### SOURCE DATA ###
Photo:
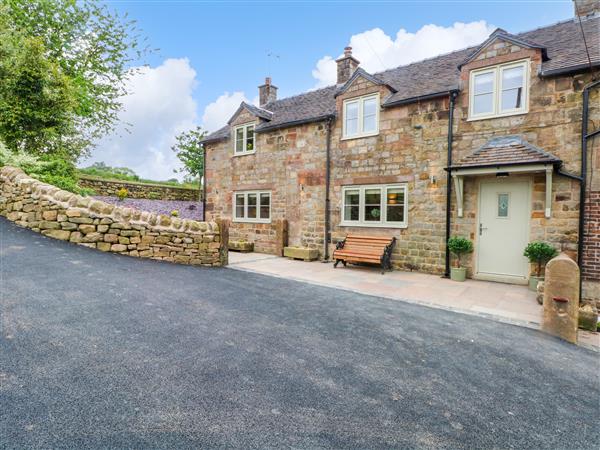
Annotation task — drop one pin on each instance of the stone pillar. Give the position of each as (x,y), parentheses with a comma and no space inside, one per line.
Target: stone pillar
(281,236)
(561,298)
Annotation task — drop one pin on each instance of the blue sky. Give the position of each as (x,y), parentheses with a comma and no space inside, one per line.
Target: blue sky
(217,49)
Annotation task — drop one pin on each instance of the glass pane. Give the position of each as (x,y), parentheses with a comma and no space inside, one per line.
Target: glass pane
(239,206)
(511,99)
(251,206)
(250,138)
(373,205)
(351,117)
(351,202)
(265,206)
(369,123)
(484,83)
(483,104)
(502,205)
(512,78)
(395,205)
(239,140)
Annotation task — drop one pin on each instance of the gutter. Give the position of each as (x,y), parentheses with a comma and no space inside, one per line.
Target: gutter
(406,101)
(453,94)
(326,238)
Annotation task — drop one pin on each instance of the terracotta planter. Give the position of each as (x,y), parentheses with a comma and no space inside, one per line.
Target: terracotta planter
(458,273)
(533,281)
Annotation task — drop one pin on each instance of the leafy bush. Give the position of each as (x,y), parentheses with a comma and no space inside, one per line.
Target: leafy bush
(459,246)
(122,194)
(539,253)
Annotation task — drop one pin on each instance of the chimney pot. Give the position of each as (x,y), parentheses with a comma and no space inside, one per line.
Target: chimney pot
(347,64)
(267,92)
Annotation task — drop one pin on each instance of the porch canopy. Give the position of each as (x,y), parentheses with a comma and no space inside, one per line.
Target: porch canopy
(502,156)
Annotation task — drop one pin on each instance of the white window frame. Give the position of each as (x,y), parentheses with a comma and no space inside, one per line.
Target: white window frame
(235,218)
(245,127)
(497,93)
(361,101)
(382,223)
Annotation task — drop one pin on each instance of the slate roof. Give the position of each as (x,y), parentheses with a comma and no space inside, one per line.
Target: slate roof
(504,151)
(437,76)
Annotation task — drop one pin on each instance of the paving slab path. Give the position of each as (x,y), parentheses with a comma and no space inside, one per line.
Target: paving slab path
(104,351)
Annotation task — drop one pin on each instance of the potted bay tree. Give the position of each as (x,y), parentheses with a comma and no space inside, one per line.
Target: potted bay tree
(459,246)
(538,253)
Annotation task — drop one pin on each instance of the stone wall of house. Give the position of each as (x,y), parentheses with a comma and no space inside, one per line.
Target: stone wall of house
(62,215)
(139,190)
(290,163)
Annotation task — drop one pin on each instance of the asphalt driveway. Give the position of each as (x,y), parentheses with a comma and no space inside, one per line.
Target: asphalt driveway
(100,350)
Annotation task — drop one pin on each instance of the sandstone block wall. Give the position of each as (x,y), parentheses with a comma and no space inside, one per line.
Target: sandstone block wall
(62,215)
(139,190)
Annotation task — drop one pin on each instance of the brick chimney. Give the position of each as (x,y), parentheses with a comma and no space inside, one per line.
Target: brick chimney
(585,8)
(347,64)
(267,92)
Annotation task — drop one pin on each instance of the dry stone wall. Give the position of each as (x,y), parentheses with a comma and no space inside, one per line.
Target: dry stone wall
(69,217)
(139,190)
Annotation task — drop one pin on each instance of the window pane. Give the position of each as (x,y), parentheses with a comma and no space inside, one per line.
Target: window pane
(372,205)
(484,83)
(483,103)
(351,117)
(351,205)
(395,205)
(251,206)
(502,205)
(265,206)
(239,140)
(239,206)
(250,138)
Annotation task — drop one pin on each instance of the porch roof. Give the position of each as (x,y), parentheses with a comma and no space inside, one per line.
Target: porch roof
(505,151)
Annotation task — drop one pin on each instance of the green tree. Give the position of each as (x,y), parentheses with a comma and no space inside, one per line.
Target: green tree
(190,152)
(88,45)
(36,98)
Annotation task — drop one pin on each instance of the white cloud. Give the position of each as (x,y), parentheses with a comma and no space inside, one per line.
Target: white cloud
(377,51)
(158,107)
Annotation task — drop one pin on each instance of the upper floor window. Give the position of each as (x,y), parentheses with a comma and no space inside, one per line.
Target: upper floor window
(375,206)
(361,116)
(244,139)
(499,91)
(252,206)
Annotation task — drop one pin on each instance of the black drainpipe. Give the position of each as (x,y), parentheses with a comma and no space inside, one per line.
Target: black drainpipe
(583,182)
(327,182)
(203,181)
(453,95)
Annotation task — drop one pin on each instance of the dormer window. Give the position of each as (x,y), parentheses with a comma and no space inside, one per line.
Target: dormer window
(361,116)
(244,139)
(499,91)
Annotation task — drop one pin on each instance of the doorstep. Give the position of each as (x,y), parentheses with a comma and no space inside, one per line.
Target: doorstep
(506,303)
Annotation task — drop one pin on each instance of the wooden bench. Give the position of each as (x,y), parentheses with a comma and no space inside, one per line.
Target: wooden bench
(365,249)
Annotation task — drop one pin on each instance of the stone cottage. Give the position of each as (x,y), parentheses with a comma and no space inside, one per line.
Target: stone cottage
(484,142)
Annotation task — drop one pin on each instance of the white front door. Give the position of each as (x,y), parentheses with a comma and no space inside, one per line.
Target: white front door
(503,230)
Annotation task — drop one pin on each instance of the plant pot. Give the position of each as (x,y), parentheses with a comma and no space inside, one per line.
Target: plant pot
(533,281)
(458,273)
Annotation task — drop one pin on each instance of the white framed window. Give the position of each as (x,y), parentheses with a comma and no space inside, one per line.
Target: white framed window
(379,205)
(361,116)
(252,206)
(499,91)
(244,139)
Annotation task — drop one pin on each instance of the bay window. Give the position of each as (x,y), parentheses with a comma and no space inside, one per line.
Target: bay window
(361,116)
(499,91)
(375,206)
(252,206)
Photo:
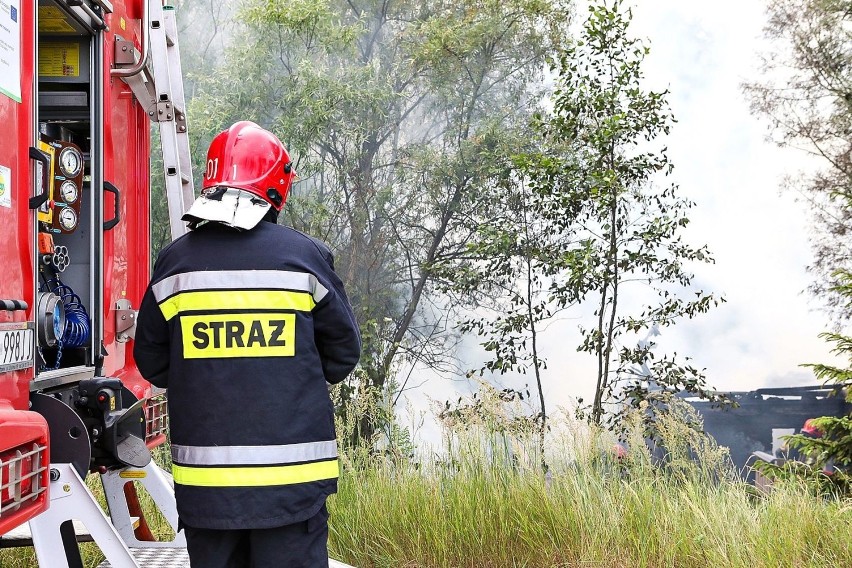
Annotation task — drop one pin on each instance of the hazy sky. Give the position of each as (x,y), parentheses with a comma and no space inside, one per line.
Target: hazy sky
(701,52)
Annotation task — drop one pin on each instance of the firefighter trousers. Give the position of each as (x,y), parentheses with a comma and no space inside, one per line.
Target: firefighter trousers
(300,545)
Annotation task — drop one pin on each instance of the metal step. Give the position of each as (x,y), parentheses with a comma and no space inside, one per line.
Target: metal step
(177,558)
(157,558)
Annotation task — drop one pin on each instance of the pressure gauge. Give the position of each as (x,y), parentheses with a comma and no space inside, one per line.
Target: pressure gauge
(70,161)
(67,219)
(68,191)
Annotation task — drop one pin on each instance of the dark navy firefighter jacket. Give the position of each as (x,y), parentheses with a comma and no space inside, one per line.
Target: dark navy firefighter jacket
(245,329)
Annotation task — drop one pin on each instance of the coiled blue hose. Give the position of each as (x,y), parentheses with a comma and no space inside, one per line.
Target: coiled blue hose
(78,326)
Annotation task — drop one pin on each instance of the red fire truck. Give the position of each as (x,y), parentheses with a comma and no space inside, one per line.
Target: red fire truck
(81,83)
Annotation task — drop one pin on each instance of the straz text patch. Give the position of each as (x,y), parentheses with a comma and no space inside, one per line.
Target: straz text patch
(239,335)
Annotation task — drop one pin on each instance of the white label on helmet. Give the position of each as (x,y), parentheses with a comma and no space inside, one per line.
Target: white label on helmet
(212,168)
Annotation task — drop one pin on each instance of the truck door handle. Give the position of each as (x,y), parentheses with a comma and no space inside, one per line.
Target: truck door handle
(37,201)
(114,221)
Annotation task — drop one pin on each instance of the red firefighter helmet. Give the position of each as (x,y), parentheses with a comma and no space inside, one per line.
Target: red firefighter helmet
(248,157)
(248,171)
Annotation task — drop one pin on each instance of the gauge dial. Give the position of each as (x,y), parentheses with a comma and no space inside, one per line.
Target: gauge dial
(70,161)
(68,191)
(67,219)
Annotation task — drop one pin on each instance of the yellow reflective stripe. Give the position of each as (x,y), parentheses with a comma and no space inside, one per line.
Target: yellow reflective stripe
(237,300)
(208,336)
(255,476)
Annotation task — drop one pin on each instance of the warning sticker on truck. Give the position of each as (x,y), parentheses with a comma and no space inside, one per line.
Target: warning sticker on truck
(52,20)
(5,187)
(59,59)
(10,49)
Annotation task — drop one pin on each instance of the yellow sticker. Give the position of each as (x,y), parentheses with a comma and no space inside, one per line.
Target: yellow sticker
(53,20)
(59,59)
(132,474)
(213,336)
(50,13)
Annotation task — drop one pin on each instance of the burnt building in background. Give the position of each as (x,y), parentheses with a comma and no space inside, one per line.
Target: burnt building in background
(764,417)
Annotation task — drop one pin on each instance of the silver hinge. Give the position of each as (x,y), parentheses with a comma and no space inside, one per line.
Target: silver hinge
(125,321)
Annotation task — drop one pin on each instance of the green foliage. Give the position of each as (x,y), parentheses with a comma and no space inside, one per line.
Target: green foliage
(595,186)
(463,508)
(826,464)
(398,113)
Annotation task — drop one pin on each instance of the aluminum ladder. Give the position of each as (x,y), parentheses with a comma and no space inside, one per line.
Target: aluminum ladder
(156,79)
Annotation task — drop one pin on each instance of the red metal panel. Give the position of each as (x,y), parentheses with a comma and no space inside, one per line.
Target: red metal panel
(16,250)
(22,429)
(126,165)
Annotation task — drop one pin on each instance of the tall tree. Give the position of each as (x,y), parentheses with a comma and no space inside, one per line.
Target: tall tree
(601,180)
(392,108)
(805,91)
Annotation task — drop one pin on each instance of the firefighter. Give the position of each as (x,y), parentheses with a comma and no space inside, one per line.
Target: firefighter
(245,321)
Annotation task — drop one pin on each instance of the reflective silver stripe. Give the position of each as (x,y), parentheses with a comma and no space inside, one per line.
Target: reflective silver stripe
(254,455)
(239,280)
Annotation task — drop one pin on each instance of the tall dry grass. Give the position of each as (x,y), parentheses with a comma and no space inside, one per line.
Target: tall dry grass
(487,503)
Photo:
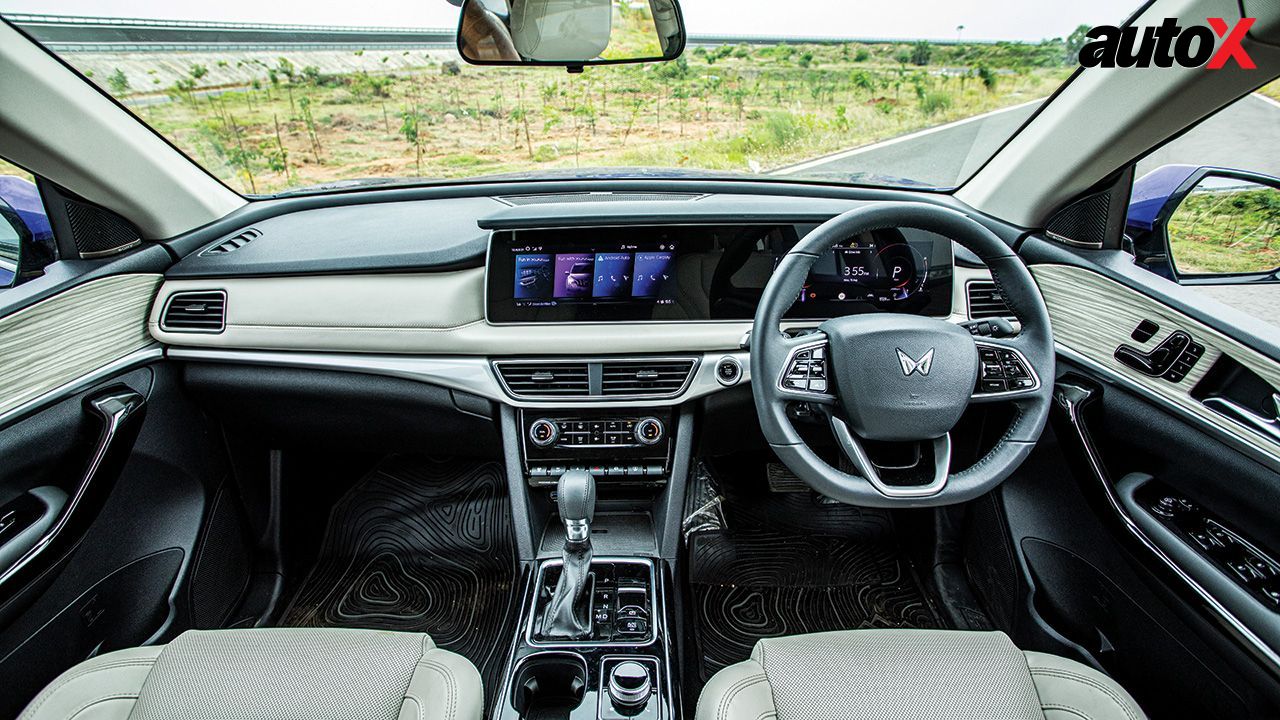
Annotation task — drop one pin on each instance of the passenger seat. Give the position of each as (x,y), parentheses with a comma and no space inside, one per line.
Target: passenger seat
(269,674)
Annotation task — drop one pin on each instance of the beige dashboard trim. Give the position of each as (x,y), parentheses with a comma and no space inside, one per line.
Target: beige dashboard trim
(55,342)
(1093,314)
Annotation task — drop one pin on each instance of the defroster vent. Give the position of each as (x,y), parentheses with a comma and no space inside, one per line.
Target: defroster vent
(583,379)
(202,311)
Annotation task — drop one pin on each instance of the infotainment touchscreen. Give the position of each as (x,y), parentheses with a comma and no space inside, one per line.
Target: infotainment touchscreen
(705,273)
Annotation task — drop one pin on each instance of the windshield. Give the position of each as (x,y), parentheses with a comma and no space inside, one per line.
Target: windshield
(837,91)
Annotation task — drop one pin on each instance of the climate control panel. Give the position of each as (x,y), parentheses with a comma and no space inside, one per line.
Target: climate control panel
(613,446)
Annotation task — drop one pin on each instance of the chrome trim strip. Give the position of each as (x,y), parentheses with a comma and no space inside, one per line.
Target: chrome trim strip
(1072,405)
(129,361)
(464,373)
(1237,441)
(656,609)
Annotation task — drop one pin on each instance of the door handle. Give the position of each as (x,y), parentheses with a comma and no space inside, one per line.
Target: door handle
(118,413)
(1269,427)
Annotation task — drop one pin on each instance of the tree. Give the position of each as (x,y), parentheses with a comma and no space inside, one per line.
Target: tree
(920,53)
(118,82)
(1075,41)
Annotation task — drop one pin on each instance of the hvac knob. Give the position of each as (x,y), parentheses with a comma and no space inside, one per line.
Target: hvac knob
(543,432)
(649,431)
(630,686)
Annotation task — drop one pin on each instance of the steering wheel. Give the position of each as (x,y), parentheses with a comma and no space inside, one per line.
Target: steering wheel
(892,377)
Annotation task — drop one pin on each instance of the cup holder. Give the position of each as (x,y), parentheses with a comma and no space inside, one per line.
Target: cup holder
(549,686)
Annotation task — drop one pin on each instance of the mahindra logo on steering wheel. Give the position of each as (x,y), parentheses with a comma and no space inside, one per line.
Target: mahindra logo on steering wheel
(920,365)
(1168,44)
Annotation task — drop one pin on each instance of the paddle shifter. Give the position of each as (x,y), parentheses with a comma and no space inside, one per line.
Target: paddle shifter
(568,613)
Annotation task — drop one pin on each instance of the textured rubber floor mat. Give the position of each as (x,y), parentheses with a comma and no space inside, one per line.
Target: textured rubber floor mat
(787,565)
(423,546)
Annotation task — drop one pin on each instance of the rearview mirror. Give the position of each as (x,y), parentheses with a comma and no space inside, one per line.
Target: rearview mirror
(571,33)
(1207,224)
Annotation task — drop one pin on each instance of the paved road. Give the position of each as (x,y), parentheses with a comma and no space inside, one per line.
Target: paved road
(1244,136)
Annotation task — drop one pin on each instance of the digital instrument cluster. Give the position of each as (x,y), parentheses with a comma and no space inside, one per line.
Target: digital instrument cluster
(673,273)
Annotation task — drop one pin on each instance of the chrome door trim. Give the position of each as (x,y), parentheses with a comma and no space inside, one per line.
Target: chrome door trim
(1072,397)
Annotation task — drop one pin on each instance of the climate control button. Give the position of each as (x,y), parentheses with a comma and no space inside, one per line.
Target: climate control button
(649,431)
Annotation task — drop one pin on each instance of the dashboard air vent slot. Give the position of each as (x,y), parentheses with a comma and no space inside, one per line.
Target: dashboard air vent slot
(195,313)
(650,378)
(986,301)
(545,379)
(234,242)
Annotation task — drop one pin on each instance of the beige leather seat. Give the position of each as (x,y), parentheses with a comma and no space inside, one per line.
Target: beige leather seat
(909,675)
(269,674)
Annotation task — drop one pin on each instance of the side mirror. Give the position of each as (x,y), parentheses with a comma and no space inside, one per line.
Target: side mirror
(572,33)
(1206,226)
(26,236)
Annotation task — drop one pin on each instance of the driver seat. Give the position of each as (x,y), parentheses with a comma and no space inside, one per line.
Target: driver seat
(909,675)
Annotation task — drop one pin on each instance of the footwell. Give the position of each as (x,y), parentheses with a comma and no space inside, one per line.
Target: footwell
(424,546)
(787,565)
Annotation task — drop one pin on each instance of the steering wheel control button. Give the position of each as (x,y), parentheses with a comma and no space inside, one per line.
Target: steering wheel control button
(807,370)
(728,370)
(543,432)
(1002,369)
(649,431)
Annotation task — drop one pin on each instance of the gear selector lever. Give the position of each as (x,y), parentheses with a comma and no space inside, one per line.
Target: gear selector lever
(568,613)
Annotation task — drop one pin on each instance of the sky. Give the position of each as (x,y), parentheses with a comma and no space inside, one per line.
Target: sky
(936,19)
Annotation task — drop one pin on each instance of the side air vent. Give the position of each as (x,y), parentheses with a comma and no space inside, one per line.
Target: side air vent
(195,313)
(598,197)
(234,242)
(648,378)
(986,301)
(545,379)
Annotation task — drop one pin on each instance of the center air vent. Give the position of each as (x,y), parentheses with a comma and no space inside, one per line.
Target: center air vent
(649,378)
(583,379)
(986,301)
(545,199)
(195,313)
(545,379)
(234,242)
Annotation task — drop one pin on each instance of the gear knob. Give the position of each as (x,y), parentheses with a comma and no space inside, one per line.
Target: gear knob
(575,497)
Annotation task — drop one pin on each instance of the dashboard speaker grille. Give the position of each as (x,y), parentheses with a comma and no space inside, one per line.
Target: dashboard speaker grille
(644,377)
(986,301)
(195,313)
(545,379)
(234,242)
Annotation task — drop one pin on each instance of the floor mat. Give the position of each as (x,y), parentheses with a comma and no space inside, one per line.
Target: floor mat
(786,564)
(424,546)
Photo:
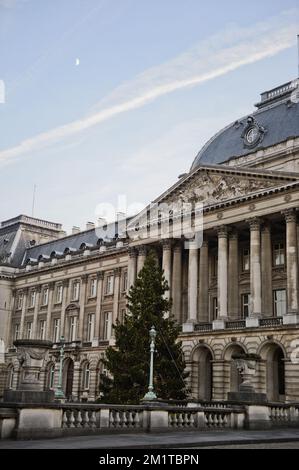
###
• [TASK REQUIREMENTS]
Please lay out the stretch from the line containing "the gear knob." through the end of the listing as a JSON list of strings, one string per line, with blank lines and pictures left out.

• [COMPLETE ANSWER]
[
  "Annotation task — drop one pin on each instance of the gear knob. Give the position of each as (x,y), parentheses with a comma and no space inside, one per line.",
  "Target: gear knob",
  "(575,497)",
  "Annotation task — drop one pin on each instance of the dashboard speaker grille. Give the position of each as (x,y), parentheses with a comma and no space inside, one per line.",
  "Target: dashboard speaker grille",
  "(644,377)",
  "(986,301)",
  "(195,313)",
  "(545,379)",
  "(234,242)",
  "Annotation task — drop one pin on each instance of the floor mat. Give the position of each as (x,y), parentheses with a comma and no space inside, one per line.",
  "Target: floor mat",
  "(786,564)",
  "(424,546)",
  "Photo:"
]